_Provided passage:_
········

Monday, September 26, 2011

Rise

I was getting tired of not being tired, so I'm up blogging.

It's always quite intimidating blogging after it's been awhile. Where do I start? What do I care enough to blog about? This session is a frustrating one. I'm left helpless.

I'm coming to the point of truly having to live out the words, "I will wait for the right man." Seems childish, kind of like I'm at a teenage sleepover. Sitting around with a group of friends talking about the fairytales and all proclaiming how we will be with the perfect man. Well, it's easy to dream when no one's asking you to make any choices. Now I have to start choosing. I'm faced with some great men, at the same time I'm faced with having to push them aside for the one that truly seeks the Lord. The one that I know will seek the Lord with me. The one thing in my life that I live for is being on this journey with Jesus. The second thing is finding a man who will live that out right beside me. Taking the lead when need be and leading myself and our children into lives that exist to praise the One who has loved us first.

I don't search for the will to wait for the right man. The Lord has placed that in my heart and brought me to places in life that allow me to trust. Trust that I will not be able to walk down an aisle towards anyone else but him. That's not the hard part, the hard part is all the in between time and emotion.

The emotion and the hurt of feeling like I should be attending 'that' event with someone to sit next to. Someone who will be the one I'm really glad to be spending time with, although in the presence of many others. The strife of straining through all the "others." The could be's.....The might be's.....The ones that I allow my brain to begin seeking, even if my heart hasn't given the go ahead. The one's who will occupy my mind although I know they will never fully occupy that same heart.

Do I stray from all the others while waiting for him, or is he to be found on that same path towards the wrong "one?" How can I trust that the Lord knows exactly the path I need to take to find him while I'm still scared every step taken may be a step away from his divine intentions for me, for us.

He (Jesus) is all I need. He is my sustainer. He gives me a joy that will last and cover over my entire life. I don't believe my desires would feel so juggled if I didn't feel as if my future with that someone is so close. My yearning to be a wife and a mother is something that goes beyond what my earthly intentions and desires are.  They are God given so I will allow God to give them. Give the blessings to me, in His time, in His way. It seems the Spirit just brought me to my own conclusion. :-)

········

_Records provided:_
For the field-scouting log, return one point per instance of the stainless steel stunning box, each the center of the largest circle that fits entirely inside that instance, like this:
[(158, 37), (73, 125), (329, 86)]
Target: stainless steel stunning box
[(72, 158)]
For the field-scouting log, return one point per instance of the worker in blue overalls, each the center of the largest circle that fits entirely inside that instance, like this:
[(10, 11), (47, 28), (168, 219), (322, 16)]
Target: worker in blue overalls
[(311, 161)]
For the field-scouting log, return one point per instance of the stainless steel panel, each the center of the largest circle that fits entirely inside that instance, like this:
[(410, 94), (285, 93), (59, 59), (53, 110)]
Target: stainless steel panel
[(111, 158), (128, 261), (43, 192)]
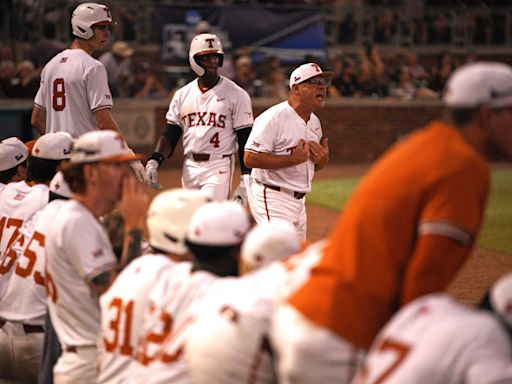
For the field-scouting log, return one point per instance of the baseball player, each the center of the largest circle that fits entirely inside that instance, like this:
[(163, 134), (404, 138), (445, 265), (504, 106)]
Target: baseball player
[(124, 304), (286, 147), (213, 114), (13, 156), (80, 260), (74, 95), (19, 201), (400, 236), (435, 340), (241, 316), (23, 306), (214, 236)]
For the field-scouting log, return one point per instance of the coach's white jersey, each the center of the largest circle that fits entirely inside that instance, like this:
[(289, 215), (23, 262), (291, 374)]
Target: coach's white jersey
[(435, 340), (25, 298), (73, 86), (18, 203), (209, 120), (77, 250), (277, 131), (229, 341), (122, 313)]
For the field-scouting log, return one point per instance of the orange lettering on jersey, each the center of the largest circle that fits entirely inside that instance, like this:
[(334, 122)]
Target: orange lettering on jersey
[(201, 116), (212, 120), (191, 117)]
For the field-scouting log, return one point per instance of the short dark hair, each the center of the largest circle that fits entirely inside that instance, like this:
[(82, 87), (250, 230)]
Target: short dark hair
[(74, 176), (8, 174), (460, 116), (41, 170)]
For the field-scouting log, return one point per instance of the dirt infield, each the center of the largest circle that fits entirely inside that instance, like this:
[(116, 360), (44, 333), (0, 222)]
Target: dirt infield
[(476, 276)]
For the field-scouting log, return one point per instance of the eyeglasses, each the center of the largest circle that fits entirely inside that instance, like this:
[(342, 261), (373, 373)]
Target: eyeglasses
[(318, 81)]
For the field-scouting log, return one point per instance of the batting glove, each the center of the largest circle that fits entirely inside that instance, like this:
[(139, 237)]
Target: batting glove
[(240, 195), (138, 169), (152, 174)]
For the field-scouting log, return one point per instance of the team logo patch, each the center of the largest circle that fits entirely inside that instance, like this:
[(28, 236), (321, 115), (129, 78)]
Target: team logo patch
[(97, 253)]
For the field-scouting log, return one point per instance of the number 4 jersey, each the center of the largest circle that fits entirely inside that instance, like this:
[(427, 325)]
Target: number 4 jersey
[(73, 86)]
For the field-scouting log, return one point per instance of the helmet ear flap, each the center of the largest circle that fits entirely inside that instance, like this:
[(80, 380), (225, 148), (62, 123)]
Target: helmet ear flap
[(202, 44)]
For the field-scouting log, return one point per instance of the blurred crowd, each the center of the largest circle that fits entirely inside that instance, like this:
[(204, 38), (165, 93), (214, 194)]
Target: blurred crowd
[(370, 73)]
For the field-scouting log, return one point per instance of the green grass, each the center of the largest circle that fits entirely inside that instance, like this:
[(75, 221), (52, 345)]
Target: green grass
[(496, 233)]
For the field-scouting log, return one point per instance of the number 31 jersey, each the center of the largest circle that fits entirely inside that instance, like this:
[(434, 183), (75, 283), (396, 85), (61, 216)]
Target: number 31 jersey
[(73, 86)]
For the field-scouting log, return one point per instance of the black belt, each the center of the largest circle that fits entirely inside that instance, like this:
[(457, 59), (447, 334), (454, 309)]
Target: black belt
[(28, 328), (203, 156), (297, 195)]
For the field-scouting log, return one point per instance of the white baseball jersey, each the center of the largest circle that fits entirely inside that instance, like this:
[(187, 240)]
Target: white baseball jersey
[(209, 120), (277, 131), (18, 203), (436, 340), (25, 298), (77, 250), (229, 341), (174, 300), (122, 313), (73, 86)]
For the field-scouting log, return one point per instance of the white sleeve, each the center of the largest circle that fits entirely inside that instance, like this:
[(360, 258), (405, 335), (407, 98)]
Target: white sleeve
[(263, 135), (40, 99), (242, 113), (489, 357), (90, 251), (173, 113)]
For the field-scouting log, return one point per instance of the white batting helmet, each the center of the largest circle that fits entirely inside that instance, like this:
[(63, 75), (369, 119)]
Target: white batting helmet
[(268, 242), (86, 15), (203, 44), (168, 218), (501, 297)]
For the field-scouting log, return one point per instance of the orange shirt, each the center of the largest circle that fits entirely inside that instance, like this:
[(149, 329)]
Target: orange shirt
[(434, 176)]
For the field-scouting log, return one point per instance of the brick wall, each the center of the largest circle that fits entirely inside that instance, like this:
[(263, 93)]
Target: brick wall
[(358, 130)]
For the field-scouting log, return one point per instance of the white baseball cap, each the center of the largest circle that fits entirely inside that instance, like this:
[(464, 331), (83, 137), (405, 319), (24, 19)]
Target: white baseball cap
[(59, 185), (103, 145), (501, 297), (268, 242), (307, 71), (479, 83), (219, 223), (12, 153), (53, 146)]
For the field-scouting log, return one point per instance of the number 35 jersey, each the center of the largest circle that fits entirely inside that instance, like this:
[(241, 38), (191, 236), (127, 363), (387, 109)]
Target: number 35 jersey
[(73, 86), (209, 119)]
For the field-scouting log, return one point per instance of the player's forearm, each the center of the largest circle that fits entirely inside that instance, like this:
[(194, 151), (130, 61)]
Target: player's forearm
[(38, 120), (269, 161)]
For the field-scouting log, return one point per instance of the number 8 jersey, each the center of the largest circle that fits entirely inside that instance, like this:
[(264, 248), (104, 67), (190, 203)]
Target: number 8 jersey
[(73, 86)]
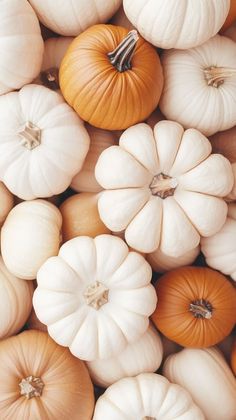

········

_Problem:_ Reproduce the blog post word for word from "I was getting" up to and including "I'm left helpless.".

_Reply to the task:_
I was getting tired of not being tired, so I'm up blogging.

It's always quite intimidating blogging after it's been awhile. Where do I start? What do I care enough to blog about? This session is a frustrating one. I'm left helpless.